## Problem description
Report all lines from the entries below in which "field" appears.

[Extracted data entries]

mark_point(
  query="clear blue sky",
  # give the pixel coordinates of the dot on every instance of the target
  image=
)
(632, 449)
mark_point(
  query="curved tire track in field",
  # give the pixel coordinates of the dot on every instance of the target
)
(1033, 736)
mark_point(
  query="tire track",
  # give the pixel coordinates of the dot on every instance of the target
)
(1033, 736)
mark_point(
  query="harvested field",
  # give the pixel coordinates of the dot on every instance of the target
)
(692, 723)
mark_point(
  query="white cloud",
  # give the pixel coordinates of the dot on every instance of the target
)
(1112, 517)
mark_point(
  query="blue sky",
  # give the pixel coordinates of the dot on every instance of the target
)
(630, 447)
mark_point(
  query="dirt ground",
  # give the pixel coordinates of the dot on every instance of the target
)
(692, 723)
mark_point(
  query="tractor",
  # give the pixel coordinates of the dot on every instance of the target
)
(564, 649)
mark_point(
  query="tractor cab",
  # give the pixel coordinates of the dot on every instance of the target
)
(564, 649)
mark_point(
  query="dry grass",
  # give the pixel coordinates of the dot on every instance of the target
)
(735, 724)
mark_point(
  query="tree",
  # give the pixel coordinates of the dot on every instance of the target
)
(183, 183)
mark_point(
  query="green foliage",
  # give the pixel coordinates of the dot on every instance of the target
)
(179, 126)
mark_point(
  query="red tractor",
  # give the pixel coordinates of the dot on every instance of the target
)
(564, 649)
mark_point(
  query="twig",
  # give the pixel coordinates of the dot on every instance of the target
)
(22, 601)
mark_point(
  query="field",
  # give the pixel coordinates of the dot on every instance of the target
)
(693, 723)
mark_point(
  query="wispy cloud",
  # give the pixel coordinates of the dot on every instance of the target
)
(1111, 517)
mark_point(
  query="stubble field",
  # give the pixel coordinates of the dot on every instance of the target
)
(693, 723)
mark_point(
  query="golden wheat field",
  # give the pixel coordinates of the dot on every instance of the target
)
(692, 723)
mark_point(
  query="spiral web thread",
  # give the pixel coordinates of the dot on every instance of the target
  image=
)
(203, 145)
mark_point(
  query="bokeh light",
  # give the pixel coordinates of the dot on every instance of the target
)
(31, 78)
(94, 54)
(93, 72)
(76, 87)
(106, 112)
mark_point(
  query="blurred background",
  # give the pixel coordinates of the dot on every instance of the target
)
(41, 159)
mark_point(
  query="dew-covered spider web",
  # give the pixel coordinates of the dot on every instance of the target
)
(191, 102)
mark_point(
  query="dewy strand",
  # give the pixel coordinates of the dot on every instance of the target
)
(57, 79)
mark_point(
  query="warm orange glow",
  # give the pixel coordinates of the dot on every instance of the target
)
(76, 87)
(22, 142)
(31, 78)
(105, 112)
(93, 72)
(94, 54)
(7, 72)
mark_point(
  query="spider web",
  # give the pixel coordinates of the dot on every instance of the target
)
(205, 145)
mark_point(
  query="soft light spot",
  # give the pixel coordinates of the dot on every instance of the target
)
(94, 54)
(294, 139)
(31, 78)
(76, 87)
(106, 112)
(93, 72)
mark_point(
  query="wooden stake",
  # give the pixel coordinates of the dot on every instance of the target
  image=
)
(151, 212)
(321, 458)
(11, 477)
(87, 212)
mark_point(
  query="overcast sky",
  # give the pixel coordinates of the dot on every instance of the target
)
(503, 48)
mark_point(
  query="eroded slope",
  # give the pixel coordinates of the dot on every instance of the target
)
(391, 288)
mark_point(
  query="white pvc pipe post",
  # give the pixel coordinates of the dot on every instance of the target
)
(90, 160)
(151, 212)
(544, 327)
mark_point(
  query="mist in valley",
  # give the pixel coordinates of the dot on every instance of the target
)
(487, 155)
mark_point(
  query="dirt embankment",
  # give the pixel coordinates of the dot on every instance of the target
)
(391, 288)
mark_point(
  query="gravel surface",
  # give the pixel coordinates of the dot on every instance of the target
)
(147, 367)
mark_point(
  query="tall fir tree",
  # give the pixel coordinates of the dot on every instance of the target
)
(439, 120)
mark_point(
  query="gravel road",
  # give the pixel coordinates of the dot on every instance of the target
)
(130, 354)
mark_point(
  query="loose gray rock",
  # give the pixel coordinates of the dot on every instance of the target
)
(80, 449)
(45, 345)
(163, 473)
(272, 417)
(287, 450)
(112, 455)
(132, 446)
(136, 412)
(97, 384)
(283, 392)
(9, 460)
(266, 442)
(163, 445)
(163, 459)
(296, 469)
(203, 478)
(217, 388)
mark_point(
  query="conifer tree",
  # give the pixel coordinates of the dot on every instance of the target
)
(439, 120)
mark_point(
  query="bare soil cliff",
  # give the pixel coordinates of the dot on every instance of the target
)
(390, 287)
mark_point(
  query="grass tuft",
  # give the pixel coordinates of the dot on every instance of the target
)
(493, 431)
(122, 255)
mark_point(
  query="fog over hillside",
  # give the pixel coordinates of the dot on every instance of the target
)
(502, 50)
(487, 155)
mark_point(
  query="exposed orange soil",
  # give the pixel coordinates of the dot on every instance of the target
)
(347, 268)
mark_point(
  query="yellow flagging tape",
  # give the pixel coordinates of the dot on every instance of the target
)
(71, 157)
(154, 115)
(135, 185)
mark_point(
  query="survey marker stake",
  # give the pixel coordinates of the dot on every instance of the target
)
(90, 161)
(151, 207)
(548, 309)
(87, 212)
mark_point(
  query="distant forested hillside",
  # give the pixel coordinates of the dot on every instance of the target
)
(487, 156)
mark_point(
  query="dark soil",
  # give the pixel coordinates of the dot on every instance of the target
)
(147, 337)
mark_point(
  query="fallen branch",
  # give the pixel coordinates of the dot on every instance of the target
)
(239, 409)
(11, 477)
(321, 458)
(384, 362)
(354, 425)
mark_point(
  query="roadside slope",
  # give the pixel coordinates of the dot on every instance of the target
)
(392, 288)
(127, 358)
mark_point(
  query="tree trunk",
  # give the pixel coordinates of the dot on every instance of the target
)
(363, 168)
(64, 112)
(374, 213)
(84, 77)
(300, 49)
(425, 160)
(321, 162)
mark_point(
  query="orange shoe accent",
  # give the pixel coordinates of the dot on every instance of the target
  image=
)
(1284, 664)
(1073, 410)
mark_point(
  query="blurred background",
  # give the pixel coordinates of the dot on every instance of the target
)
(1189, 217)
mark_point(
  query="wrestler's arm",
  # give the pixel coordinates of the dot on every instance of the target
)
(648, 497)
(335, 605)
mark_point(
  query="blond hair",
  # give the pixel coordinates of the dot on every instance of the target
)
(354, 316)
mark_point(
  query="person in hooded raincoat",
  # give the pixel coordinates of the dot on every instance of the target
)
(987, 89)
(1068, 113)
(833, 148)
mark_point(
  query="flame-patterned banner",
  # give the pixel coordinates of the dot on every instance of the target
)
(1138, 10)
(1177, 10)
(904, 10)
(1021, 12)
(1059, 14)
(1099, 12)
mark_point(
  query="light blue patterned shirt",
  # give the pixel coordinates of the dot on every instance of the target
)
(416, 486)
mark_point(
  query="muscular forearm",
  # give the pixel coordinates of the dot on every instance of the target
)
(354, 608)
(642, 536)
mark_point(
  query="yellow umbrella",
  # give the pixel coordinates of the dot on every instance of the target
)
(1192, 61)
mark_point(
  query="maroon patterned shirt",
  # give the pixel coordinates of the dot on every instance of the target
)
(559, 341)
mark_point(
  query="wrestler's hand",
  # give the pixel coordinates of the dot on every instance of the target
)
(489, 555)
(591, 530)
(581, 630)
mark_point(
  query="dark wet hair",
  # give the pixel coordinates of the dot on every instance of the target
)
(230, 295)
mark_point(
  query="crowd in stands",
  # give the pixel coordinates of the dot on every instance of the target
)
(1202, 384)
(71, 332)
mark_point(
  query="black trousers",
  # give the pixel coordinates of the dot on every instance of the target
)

## Task response
  query="curved tire track in field",
  query="harvested field",
  query="field",
  query="stubble field",
  query="golden wheat field",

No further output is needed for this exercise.